* [Aim]:
Give back every one of the lines below without changing anything in them. Omit the pictures from your answer.

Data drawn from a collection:
________________
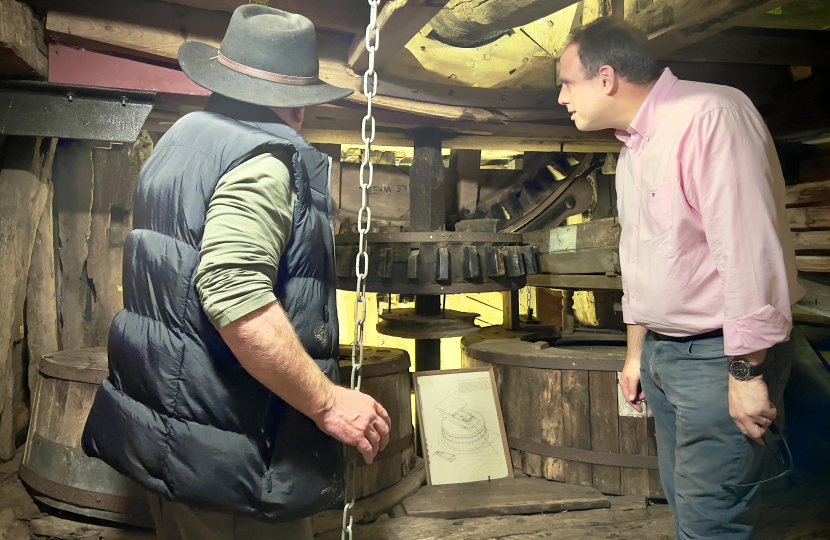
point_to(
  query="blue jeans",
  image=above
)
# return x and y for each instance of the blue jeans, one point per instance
(699, 447)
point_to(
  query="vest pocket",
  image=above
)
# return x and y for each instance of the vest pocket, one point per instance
(657, 209)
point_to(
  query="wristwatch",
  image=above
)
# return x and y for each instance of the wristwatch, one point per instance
(743, 370)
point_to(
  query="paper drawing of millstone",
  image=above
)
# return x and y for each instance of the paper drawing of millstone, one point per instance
(445, 456)
(463, 430)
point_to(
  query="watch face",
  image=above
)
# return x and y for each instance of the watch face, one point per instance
(740, 370)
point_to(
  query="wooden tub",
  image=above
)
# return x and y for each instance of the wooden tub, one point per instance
(562, 413)
(386, 378)
(53, 463)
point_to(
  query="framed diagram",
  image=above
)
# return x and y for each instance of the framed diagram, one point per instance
(461, 427)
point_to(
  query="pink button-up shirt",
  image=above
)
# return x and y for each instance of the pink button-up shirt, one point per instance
(705, 241)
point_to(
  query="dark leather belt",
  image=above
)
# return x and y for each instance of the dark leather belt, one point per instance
(654, 336)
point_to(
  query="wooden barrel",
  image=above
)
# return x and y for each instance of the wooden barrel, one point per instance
________________
* [Reply to the task]:
point_to(
  query="blue jeans",
  image=above
)
# return x and y for each instance of the blue jeans, one point per instance
(699, 447)
point_to(
  query="vest pocket",
  image=above
)
# return x and y for each instance of the vest pocket, one point per instance
(657, 209)
point_to(
  query="wristwatch",
  image=above
)
# return x and y for each instance of the wristwatch, one point per instance
(743, 370)
point_to(
  query="paper drawing of millstone",
  image=above
)
# return x and y for each instance of the paper drawing of millstone, one point per instance
(445, 456)
(463, 430)
point_to(
  query="watch face",
  image=above
)
# return x and y for each instance of the watch face, one point per instance
(740, 370)
point_to(
  query="wooden tub",
  image=above
)
# return x and y for each instance of the wooden tub, one point per instance
(562, 413)
(386, 378)
(53, 463)
point_to(
  query="framed diagram",
  image=above
)
# return x and y for each instance of the framed diagram, one point per instance
(461, 427)
point_to(
  query="pink button-up shirt",
  image=above
)
# return x and y for each instance of the pink button-up shirt, one point per instance
(705, 241)
point_to(
  query="dark leather belt",
  image=above
)
# return x and y for each instance of the dark leather belt, one point per instance
(654, 336)
point_to(
  query="wooden barrel",
  image=above
)
# return x and y for each instance of the wooden barrel, one point per instance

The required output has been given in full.